WORK TO BE COMPLETED:
Each entry needs to be duplicated exactly.

MATERIAL FOR THIS TASK:
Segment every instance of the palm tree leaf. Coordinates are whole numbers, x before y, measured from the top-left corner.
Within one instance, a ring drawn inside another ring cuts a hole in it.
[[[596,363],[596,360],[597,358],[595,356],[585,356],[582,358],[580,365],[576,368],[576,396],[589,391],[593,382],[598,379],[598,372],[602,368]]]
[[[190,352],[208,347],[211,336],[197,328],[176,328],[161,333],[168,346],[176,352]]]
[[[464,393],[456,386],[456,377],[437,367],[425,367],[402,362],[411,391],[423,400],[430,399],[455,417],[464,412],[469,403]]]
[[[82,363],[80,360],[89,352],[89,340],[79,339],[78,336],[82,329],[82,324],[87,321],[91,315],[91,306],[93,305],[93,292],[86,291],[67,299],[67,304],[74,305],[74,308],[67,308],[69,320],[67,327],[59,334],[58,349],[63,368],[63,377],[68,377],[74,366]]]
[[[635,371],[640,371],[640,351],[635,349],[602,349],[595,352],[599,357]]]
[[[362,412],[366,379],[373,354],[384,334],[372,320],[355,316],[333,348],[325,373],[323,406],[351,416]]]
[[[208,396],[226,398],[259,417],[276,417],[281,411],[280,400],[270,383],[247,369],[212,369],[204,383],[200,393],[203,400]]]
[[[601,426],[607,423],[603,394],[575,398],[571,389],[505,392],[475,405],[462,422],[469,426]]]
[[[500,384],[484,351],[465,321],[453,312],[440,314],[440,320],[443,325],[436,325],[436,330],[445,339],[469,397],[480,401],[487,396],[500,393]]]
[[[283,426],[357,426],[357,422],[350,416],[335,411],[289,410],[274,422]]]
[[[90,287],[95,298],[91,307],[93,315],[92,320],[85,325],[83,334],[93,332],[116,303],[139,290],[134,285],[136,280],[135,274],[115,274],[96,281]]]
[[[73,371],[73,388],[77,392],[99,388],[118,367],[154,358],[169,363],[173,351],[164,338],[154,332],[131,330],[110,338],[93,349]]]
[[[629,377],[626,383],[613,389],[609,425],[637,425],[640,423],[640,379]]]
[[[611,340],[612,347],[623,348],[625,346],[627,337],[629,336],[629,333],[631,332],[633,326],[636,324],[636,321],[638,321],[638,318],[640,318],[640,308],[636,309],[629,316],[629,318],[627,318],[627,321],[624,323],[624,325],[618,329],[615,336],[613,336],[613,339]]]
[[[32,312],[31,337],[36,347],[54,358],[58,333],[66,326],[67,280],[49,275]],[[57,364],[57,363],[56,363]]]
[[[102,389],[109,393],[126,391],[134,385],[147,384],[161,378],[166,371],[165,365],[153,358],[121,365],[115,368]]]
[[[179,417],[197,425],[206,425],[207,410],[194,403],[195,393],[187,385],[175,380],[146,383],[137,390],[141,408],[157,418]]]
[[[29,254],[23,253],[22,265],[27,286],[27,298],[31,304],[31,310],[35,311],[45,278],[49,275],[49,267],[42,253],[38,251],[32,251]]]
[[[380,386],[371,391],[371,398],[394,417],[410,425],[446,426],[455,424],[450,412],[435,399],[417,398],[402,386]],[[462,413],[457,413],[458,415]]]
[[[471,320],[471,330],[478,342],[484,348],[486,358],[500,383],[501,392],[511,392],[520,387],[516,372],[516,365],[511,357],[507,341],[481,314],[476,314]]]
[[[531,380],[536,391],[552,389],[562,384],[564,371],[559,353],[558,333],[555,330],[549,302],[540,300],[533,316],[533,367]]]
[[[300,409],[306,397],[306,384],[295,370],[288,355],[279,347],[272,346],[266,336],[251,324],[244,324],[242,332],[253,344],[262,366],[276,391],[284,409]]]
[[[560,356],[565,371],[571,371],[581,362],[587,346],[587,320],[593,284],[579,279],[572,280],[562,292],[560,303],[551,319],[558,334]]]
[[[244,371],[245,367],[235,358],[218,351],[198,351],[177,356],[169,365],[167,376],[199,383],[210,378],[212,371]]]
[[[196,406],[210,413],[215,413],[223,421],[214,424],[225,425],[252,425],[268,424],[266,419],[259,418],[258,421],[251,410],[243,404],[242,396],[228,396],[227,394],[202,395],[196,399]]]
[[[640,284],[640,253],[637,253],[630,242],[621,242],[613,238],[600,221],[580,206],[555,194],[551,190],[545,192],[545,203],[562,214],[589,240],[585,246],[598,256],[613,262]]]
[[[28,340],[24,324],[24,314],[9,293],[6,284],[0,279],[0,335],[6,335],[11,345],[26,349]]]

SOLUTION TO THE EXERCISE:
Segment every instance of the palm tree leaf. Coordinates are whole numbers, x before y, measured from the top-left corner.
Within one instance, a ring drawn inside another ring cuts a hole in it.
[[[596,363],[596,360],[597,358],[595,356],[585,356],[582,358],[580,365],[576,368],[576,396],[589,391],[593,382],[598,379],[598,372],[602,368]]]
[[[190,352],[208,347],[211,336],[197,328],[176,328],[161,333],[168,346],[176,352]]]
[[[464,393],[456,386],[456,377],[437,367],[425,367],[402,362],[411,391],[423,400],[430,399],[455,417],[464,412],[469,403]]]
[[[82,363],[80,360],[89,352],[89,340],[79,339],[78,336],[82,329],[82,324],[87,321],[91,315],[91,306],[93,305],[93,292],[86,291],[67,299],[67,304],[74,305],[74,308],[67,308],[69,320],[67,327],[59,334],[58,349],[63,368],[63,377],[68,377],[74,366]]]
[[[635,371],[640,371],[640,351],[635,349],[602,349],[595,352],[599,357]]]
[[[362,412],[366,379],[373,354],[384,334],[372,320],[355,316],[333,348],[325,373],[323,406],[351,416]]]
[[[208,396],[226,398],[259,417],[276,417],[281,411],[280,400],[270,383],[247,369],[212,369],[204,383],[200,393],[203,400]]]
[[[601,426],[607,423],[603,394],[575,398],[571,389],[505,392],[475,405],[462,422],[469,426]]]
[[[500,384],[484,351],[465,321],[453,312],[440,314],[440,320],[443,325],[436,325],[436,330],[445,339],[469,397],[480,401],[487,396],[500,393]]]
[[[283,426],[357,426],[357,422],[350,416],[335,411],[289,410],[274,422]]]
[[[90,287],[95,298],[91,307],[93,315],[92,320],[85,325],[83,334],[93,332],[116,303],[139,290],[134,285],[136,280],[135,274],[115,274],[96,281]]]
[[[73,371],[73,388],[77,392],[99,388],[118,367],[154,358],[169,363],[173,351],[164,338],[154,332],[131,330],[110,338],[93,349]]]
[[[629,377],[626,383],[613,389],[609,425],[637,425],[640,423],[640,379]]]
[[[611,340],[612,347],[623,348],[625,346],[627,337],[629,336],[629,333],[631,332],[633,326],[636,324],[636,321],[638,321],[638,318],[640,318],[640,308],[636,309],[629,316],[629,318],[627,318],[627,321],[624,323],[624,325],[618,329],[615,336],[613,336],[613,339]]]
[[[32,312],[31,337],[36,347],[54,358],[58,333],[66,326],[67,280],[49,275]],[[57,364],[57,363],[56,363]]]
[[[102,389],[109,393],[126,391],[134,385],[147,384],[161,378],[166,371],[165,365],[153,358],[121,365],[115,368]]]
[[[179,417],[197,425],[206,425],[207,410],[194,403],[195,393],[187,385],[175,380],[146,383],[137,390],[141,408],[157,418]]]
[[[29,254],[23,253],[22,265],[27,286],[27,298],[31,304],[31,310],[35,311],[45,278],[49,275],[49,267],[42,253],[38,251],[32,251]]]
[[[380,386],[371,391],[371,398],[394,417],[410,425],[446,426],[455,424],[450,412],[435,399],[417,398],[402,386]],[[462,413],[457,413],[458,415]]]
[[[471,320],[471,330],[478,342],[484,348],[486,358],[500,383],[501,392],[511,392],[520,387],[516,372],[516,365],[511,357],[507,341],[481,314],[476,314]]]
[[[531,380],[536,391],[552,389],[562,384],[564,371],[559,353],[558,333],[555,330],[549,302],[540,300],[533,316],[533,367]]]
[[[300,409],[306,397],[306,384],[295,370],[288,355],[279,347],[272,346],[266,336],[251,324],[244,324],[242,332],[253,344],[262,366],[276,391],[284,409]]]
[[[560,356],[565,371],[571,371],[581,362],[587,346],[587,320],[593,284],[579,279],[572,280],[562,292],[560,303],[551,319],[558,334]]]
[[[244,371],[245,367],[235,358],[218,351],[198,351],[177,356],[169,365],[167,376],[199,383],[210,378],[212,371]]]
[[[196,406],[210,413],[215,413],[223,421],[214,424],[225,425],[252,425],[268,424],[266,419],[259,418],[258,421],[251,410],[243,404],[242,396],[228,396],[227,394],[202,395],[196,399]]]
[[[640,284],[640,253],[637,253],[630,242],[621,242],[613,238],[600,221],[580,206],[555,194],[551,190],[545,192],[545,203],[562,214],[589,240],[585,246],[598,256],[613,262]]]
[[[28,340],[24,324],[24,314],[9,293],[6,284],[0,279],[0,335],[6,335],[11,345],[26,349]]]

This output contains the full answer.